**SHORT TASK A:**
Repeat the rows below word for word, starting with the line that contains "Each instance receives one point. Annotate the dry" and going on through the last line of the rows.

**TEXT SHOWN:**
-- -- --

Big Thing is the debut album by Lisa Stansfield's band, Blue Zone. It was released by Arista Records in June 1988. The songs were written by Blue Zone members: Stansfield, Ian Devaney and Andy Morris, and produced by Paul Staveley O'Duffy. The album also includes one cover, "Jackie," co-produced by Ric Wake. Big Thing spawned three singles: "On Fire," "Thinking About His Baby" and "Jackie." A remastered and expanded deluxe 2-CD set was released in the United Kingdom on 18 November 2016; it was the album's first release in the band's native country.

Background
Blue Zone was formed in 1984 and consisted of Lisa Stansfield on vocals, and Ian Devaney and Andy Morris on instruments. In 1986, the trio released their first two singles: "Love Will Wait" and "Finest Thing." In 1987, they started working on their first album which was released in November 1988 but did not include "Love Will Wait" and "Finest Thing." The record company postponed the album many times and finally released it in Europe, North America and Australia in November 1988 and in Japan in early 1989. However, the album wasn't released in the United Kingdom until the 2016 deluxe edition.

Content
The album includes eleven songs (ten on the US edition) written by Lisa Stansfield, Ian Devaney and Andy Morris, except for "Jackie" written by Billy Steinberg and Tom Kelly. "Jackie" was originally recorded by Elisa Fiorillo in 1987 for the Summer School soundtrack. The album was produced by Paul Staveley O'Duffy, except for "Perfect Crime" produced by Blue Zone. Ric Wake co-produced "Jackie" and "Perfect Crime." The US edition contains the full intro of "Perfect Crime," which was cut on other versions of the album.

-- -- --

**EXERCISE MATERIALS:**
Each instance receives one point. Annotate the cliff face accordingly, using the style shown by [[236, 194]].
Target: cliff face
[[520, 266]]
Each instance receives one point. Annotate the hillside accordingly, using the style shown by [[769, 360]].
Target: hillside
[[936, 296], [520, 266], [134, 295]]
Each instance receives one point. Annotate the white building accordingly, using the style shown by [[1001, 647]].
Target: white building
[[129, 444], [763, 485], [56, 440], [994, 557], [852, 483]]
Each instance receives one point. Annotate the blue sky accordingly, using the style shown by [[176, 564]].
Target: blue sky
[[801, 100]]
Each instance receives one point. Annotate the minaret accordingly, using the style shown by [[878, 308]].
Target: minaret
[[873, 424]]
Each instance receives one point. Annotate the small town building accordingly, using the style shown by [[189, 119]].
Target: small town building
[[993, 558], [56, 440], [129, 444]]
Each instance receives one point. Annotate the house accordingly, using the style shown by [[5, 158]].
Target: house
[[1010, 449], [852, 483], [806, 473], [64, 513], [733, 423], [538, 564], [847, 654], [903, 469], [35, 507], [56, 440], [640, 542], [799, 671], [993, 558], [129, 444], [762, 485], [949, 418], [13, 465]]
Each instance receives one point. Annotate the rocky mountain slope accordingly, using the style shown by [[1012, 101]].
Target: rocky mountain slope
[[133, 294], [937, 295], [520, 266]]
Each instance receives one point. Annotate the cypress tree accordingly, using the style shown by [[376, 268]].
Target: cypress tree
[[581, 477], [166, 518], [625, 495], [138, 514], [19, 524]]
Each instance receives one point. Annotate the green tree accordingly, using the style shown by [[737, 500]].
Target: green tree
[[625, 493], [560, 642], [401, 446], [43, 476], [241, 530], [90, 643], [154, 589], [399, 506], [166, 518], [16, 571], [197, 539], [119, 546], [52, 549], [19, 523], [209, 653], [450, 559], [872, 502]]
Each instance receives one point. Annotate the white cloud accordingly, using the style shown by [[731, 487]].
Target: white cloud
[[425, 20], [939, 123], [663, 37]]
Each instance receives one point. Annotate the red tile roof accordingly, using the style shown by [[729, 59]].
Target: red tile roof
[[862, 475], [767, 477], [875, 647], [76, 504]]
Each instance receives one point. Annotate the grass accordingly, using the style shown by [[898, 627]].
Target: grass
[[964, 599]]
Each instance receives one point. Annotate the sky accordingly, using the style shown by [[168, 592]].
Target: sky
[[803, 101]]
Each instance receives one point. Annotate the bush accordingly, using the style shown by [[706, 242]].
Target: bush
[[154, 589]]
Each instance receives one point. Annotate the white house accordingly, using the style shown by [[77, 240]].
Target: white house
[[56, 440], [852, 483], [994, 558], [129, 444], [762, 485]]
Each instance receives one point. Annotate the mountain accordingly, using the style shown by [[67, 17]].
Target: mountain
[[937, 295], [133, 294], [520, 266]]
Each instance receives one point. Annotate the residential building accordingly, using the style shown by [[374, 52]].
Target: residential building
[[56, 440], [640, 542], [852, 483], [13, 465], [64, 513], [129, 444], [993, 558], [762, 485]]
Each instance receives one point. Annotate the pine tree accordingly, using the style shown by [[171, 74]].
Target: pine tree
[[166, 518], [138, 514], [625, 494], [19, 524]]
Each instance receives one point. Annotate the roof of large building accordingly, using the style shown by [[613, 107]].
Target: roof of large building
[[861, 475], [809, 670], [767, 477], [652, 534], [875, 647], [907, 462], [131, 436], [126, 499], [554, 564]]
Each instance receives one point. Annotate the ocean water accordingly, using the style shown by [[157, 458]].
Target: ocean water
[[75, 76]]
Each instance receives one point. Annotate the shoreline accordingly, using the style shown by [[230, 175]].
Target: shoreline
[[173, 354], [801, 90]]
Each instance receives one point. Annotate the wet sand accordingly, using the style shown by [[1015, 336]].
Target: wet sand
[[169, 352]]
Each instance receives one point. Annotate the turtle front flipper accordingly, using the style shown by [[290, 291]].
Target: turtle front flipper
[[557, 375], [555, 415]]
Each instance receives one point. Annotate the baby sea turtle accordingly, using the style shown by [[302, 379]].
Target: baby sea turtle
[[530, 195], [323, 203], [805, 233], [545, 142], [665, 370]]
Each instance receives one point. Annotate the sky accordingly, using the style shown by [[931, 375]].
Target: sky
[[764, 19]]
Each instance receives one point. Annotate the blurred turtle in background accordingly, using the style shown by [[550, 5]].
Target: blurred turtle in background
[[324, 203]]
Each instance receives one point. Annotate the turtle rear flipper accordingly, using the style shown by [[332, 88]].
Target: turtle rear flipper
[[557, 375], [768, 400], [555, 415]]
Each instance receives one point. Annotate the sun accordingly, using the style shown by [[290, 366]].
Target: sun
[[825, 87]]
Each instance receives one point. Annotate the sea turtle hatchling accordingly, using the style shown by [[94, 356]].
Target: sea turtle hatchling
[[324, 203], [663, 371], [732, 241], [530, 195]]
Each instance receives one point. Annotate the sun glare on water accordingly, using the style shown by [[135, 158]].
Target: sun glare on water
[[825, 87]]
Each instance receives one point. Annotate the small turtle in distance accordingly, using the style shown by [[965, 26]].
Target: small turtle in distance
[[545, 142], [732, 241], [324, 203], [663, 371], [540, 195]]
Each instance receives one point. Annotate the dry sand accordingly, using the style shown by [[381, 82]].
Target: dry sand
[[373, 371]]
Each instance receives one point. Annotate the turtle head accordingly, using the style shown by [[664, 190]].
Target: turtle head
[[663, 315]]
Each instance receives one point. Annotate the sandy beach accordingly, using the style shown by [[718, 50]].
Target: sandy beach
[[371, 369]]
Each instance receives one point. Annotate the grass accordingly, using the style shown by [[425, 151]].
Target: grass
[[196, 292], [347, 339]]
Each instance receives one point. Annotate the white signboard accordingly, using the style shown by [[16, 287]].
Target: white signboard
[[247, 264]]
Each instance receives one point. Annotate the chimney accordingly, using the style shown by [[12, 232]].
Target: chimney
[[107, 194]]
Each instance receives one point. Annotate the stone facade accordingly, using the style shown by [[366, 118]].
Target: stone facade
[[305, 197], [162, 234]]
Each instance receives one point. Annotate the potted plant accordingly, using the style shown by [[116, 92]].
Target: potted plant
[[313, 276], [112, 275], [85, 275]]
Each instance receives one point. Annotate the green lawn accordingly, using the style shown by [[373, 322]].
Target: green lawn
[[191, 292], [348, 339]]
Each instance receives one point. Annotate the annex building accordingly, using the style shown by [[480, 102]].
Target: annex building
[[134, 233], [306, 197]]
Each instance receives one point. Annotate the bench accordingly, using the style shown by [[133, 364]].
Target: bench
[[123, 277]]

-- -- --

**SHORT TASK B:**
Transcribe the passage about the album Big Thing word for word, starting with "Big Thing is" and going on through "band's native country.".

**FINAL ANSWER A:**
Each instance receives one point. Annotate the dry sand accordingly, using the style shown by [[381, 82]].
Target: dry sand
[[373, 371]]
Each instance receives one point. Annotate the turtle head accordingly, using the style shown by [[664, 190]].
Target: turtle head
[[663, 315]]
Each instance receives one point. Annotate the sandy beach accordingly, using the style shown by [[718, 50]].
Target: sandy beach
[[371, 369]]
Each instance receives one point. Annotate the grass accordingly, using the style shown by [[425, 151]].
Target: grass
[[196, 292], [347, 339]]
Each instance receives one point. Annotate the white signboard accordingly, using the style shown by [[16, 287]].
Target: white signboard
[[247, 264]]
Each instance receives one point. Annotate the chimney accordingly, using the style shown by [[12, 232]].
Target: chimney
[[107, 194]]
Each instance receives one point. Annotate the stone facade accordingly, using the style shown by [[366, 118]].
Target: stone facade
[[305, 197], [162, 234]]
Each instance receives one point. Annotate the potted plant accordingly, using the style shown by [[116, 92]].
Target: potted plant
[[313, 276], [112, 275], [85, 275]]
Each instance receives one point. Annotate the green lawn accordingly, using the style shown by [[373, 322]].
Target: green lawn
[[191, 292], [348, 339]]
Each instance receives one point. Annotate the annex building accordingly, using the style shown by [[480, 102]].
Target: annex building
[[134, 233], [306, 197]]
Each instance receives one point. Annotate the bench accordingly, using the style shown by [[133, 364]].
Target: bench
[[123, 277]]

**FINAL ANSWER B:**
Big Thing is the debut album by Lisa Stansfield's band, Blue Zone. It was released by Arista Records in June 1988. The songs were written by Blue Zone members: Stansfield, Ian Devaney and Andy Morris, and produced by Paul Staveley O'Duffy. The album also includes one cover, "Jackie," co-produced by Ric Wake. Big Thing spawned three singles: "On Fire," "Thinking About His Baby" and "Jackie." A remastered and expanded deluxe 2-CD set was released in the United Kingdom on 18 November 2016; it was the album's first release in the band's native country.